**Vos consignes:** Dans l'article sur les nominations à la Culture, qui est nommé au Centre Pompidou en remplacement de Bruno Racine ?

**Texte à lire:**
ArtAujourdhui.Hebdo
N° 42 - du 5 avril 2007 au 11 avril 2007
L'AIR DU TEMPS
Spoil System
Autrefois (peut-être encore aujourd’hui ?), les professeurs de Sciences Po informaient leurs étudiants de l’existence d’une coutume barbare : aux Etats-Unis, à chaque changement d’administration, les postes-clés « valsaient ». Heureusement, continuaient les mandarins d’un ton bonhomme pour rassurer leur auditoire, une telle pratique ne peut avoir cours en France. La qualité de la haute administration (des trémolos se faisaient jour dans la voix) et son dévouement à l’Etat la rendent inutile, voire impensable ! Les choses ont dû changer en partie, à en juger par la volée de nominations qui accompagne les dernières semaines de l’administration de la Culture : Bruno Racine à la Bibliothèque nationale en remplacement de Jean-Noël Jeanneney, Alain Seban au Centre Pompidou en remplacement de Bruno Racine, Catherine Grenier, du ministère aux nouveaux espaces du Palais de Tokyo. Sans prendre position sur la capacité des nouveaux arrivants, c’est la méthode qui choque. Des nominations de dernière minute, à des postes-clés, par une administration normalement chargée d’expédier les affaires courantes. La France est visiblement mûre pour le système des dépouilles… Le bon côté de la chose ? Le débat public qui accompagne ces promotions devrait accélérer la réforme d’un système devenu bancal. On ne peut pas, d’un côté, appeler le privé à grands cris à fournir toujours plus de ressources financières sans introduire, de l’autre, la transparence accrue que cela implique.

**Données enregistrées:**
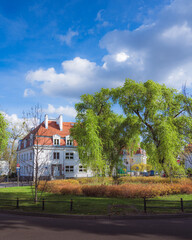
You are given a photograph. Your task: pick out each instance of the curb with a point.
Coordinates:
(99, 217)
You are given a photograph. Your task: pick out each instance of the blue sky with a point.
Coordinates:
(51, 52)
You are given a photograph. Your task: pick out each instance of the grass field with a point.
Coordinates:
(61, 204)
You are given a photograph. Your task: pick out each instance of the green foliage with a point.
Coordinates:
(101, 134)
(161, 114)
(4, 135)
(136, 167)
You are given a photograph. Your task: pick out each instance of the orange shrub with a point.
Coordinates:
(94, 190)
(155, 179)
(128, 190)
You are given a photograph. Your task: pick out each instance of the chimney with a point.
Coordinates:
(46, 121)
(60, 122)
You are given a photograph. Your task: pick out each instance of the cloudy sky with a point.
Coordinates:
(51, 52)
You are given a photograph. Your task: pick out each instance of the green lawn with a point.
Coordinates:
(89, 205)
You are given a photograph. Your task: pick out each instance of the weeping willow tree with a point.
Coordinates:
(161, 115)
(101, 134)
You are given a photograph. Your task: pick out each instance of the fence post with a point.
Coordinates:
(182, 209)
(17, 202)
(145, 205)
(43, 204)
(71, 205)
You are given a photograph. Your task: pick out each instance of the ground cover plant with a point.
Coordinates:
(128, 187)
(60, 203)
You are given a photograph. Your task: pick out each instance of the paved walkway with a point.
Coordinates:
(45, 228)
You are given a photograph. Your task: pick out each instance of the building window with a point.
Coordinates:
(82, 169)
(69, 155)
(31, 139)
(55, 155)
(56, 142)
(69, 168)
(25, 143)
(69, 142)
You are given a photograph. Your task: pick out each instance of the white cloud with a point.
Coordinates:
(28, 92)
(100, 19)
(67, 111)
(12, 119)
(121, 57)
(68, 37)
(160, 50)
(99, 15)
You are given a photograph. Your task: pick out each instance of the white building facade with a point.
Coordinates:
(49, 151)
(137, 158)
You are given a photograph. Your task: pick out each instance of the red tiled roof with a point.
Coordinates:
(43, 136)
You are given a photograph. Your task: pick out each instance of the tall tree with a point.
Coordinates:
(161, 115)
(101, 134)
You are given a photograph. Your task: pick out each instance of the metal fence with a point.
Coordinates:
(82, 207)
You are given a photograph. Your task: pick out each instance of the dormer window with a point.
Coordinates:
(31, 139)
(56, 140)
(25, 143)
(69, 141)
(20, 141)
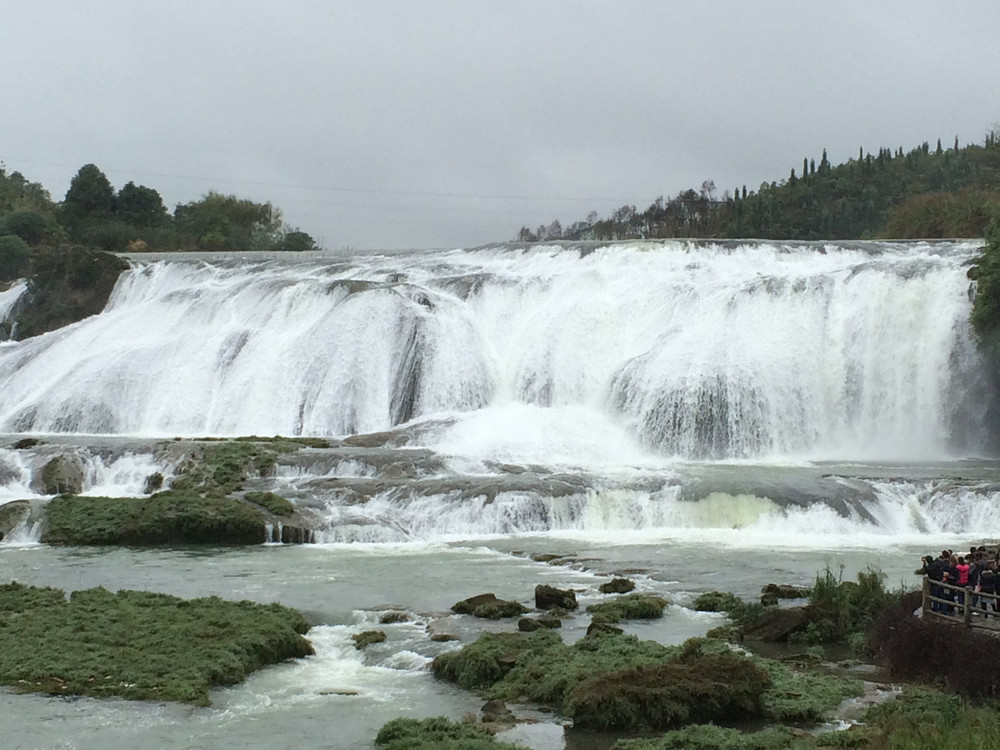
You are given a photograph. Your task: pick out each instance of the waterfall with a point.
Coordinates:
(732, 350)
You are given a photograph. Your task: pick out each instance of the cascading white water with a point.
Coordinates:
(680, 349)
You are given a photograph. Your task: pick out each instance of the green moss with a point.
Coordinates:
(616, 586)
(695, 687)
(804, 696)
(67, 284)
(489, 607)
(844, 611)
(367, 638)
(171, 517)
(711, 737)
(539, 667)
(138, 645)
(717, 601)
(629, 607)
(271, 502)
(437, 734)
(614, 680)
(287, 444)
(221, 465)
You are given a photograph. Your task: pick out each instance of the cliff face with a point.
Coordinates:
(67, 283)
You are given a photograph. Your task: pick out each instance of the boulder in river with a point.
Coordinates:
(62, 475)
(549, 597)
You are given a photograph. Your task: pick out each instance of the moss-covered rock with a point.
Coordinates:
(271, 502)
(717, 601)
(153, 483)
(615, 680)
(711, 737)
(549, 597)
(67, 284)
(489, 607)
(62, 475)
(138, 645)
(367, 638)
(617, 586)
(12, 515)
(170, 517)
(438, 733)
(694, 688)
(629, 607)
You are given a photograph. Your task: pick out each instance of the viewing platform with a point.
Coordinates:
(965, 606)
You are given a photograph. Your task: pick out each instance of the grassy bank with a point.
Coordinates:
(615, 681)
(172, 517)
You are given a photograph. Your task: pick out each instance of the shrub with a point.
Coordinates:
(15, 257)
(967, 662)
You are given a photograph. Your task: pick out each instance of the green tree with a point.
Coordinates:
(297, 241)
(140, 206)
(14, 257)
(225, 222)
(90, 196)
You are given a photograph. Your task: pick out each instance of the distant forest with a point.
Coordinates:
(930, 192)
(95, 215)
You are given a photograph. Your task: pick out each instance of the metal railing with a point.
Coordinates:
(957, 604)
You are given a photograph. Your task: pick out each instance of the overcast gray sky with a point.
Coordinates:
(377, 124)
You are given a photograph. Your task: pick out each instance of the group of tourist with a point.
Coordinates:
(979, 571)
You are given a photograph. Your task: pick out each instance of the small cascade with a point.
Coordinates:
(9, 299)
(102, 471)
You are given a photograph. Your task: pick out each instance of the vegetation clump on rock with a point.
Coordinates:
(549, 597)
(717, 601)
(138, 645)
(616, 586)
(367, 638)
(62, 475)
(488, 607)
(170, 517)
(611, 680)
(271, 502)
(629, 607)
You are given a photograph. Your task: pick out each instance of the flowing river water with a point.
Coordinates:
(702, 416)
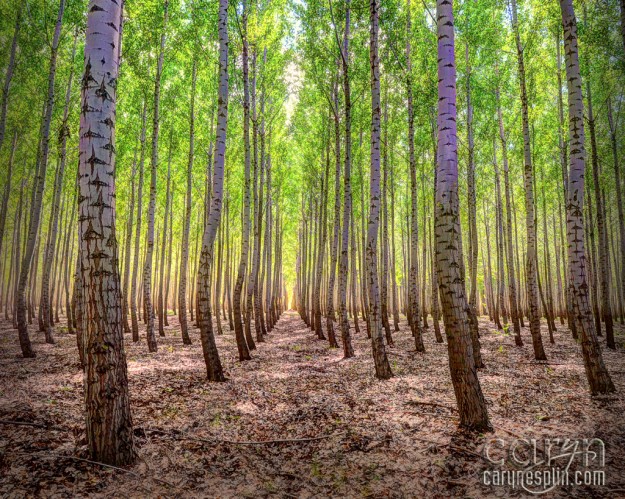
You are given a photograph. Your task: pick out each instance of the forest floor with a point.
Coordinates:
(366, 438)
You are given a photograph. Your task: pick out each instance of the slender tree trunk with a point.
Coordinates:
(471, 402)
(129, 227)
(500, 246)
(348, 350)
(382, 366)
(184, 251)
(162, 308)
(512, 281)
(603, 252)
(37, 197)
(618, 185)
(7, 192)
(46, 301)
(330, 318)
(149, 238)
(596, 372)
(169, 262)
(530, 218)
(243, 344)
(413, 279)
(109, 423)
(393, 253)
(4, 100)
(384, 242)
(17, 245)
(471, 202)
(209, 348)
(135, 266)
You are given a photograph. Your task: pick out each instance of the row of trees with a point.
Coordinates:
(555, 264)
(327, 97)
(175, 251)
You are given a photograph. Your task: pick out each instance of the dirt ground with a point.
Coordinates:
(298, 420)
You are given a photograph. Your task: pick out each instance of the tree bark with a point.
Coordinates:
(149, 238)
(530, 217)
(243, 344)
(135, 267)
(348, 350)
(162, 307)
(603, 252)
(471, 402)
(596, 372)
(109, 422)
(413, 279)
(209, 348)
(4, 101)
(45, 302)
(37, 196)
(619, 194)
(382, 366)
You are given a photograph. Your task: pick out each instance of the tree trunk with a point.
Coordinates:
(243, 344)
(471, 402)
(149, 238)
(602, 253)
(618, 188)
(382, 366)
(209, 348)
(413, 280)
(348, 350)
(162, 308)
(37, 196)
(46, 301)
(4, 101)
(596, 372)
(129, 227)
(135, 267)
(109, 422)
(530, 217)
(184, 250)
(471, 202)
(7, 191)
(512, 281)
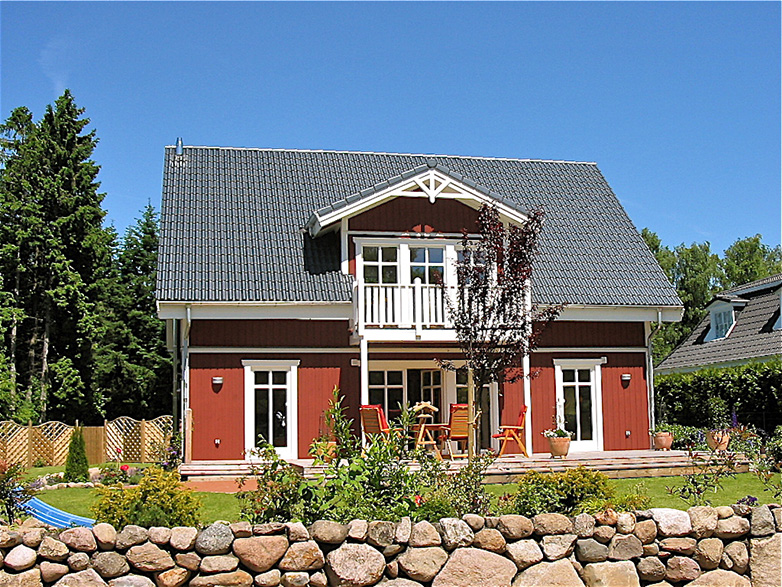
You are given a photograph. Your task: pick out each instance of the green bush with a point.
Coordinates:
(158, 500)
(76, 466)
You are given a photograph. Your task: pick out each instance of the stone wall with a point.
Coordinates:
(726, 546)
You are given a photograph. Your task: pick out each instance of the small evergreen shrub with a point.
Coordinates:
(158, 500)
(76, 466)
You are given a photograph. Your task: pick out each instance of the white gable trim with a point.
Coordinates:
(431, 184)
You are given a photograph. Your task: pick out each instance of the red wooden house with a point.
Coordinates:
(284, 273)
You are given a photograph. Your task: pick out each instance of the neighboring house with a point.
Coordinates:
(284, 273)
(742, 325)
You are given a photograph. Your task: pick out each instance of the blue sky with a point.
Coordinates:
(678, 103)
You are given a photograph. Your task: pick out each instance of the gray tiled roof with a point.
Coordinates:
(231, 225)
(752, 337)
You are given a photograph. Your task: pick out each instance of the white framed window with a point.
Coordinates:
(270, 405)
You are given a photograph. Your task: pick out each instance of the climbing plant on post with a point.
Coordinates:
(492, 312)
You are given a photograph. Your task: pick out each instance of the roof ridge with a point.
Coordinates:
(342, 151)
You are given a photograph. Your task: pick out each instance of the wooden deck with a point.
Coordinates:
(615, 464)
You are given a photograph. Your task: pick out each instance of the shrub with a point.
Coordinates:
(158, 500)
(76, 466)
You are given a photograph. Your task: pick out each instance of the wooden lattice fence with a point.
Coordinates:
(123, 439)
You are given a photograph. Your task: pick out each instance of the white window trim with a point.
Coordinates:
(594, 365)
(252, 365)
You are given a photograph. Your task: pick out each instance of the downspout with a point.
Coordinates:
(650, 367)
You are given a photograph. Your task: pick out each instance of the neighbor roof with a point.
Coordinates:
(231, 225)
(752, 337)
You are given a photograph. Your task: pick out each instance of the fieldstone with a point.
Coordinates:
(188, 560)
(584, 525)
(131, 536)
(131, 581)
(546, 524)
(704, 520)
(681, 568)
(81, 539)
(514, 527)
(297, 532)
(268, 579)
(20, 558)
(560, 574)
(329, 532)
(456, 533)
(737, 556)
(233, 579)
(489, 539)
(558, 546)
(621, 574)
(671, 522)
(720, 578)
(424, 534)
(302, 556)
(243, 529)
(219, 563)
(732, 528)
(708, 553)
(260, 553)
(645, 531)
(159, 535)
(679, 545)
(78, 561)
(176, 577)
(88, 578)
(422, 564)
(625, 523)
(105, 536)
(109, 564)
(358, 530)
(467, 567)
(604, 533)
(474, 521)
(651, 569)
(524, 553)
(403, 530)
(607, 517)
(762, 521)
(215, 539)
(295, 579)
(51, 572)
(354, 565)
(149, 557)
(381, 533)
(183, 537)
(589, 550)
(765, 561)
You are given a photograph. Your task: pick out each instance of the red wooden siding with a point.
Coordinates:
(270, 333)
(624, 408)
(221, 415)
(417, 215)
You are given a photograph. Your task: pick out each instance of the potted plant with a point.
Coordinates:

**Le résultat:** Alain Seban.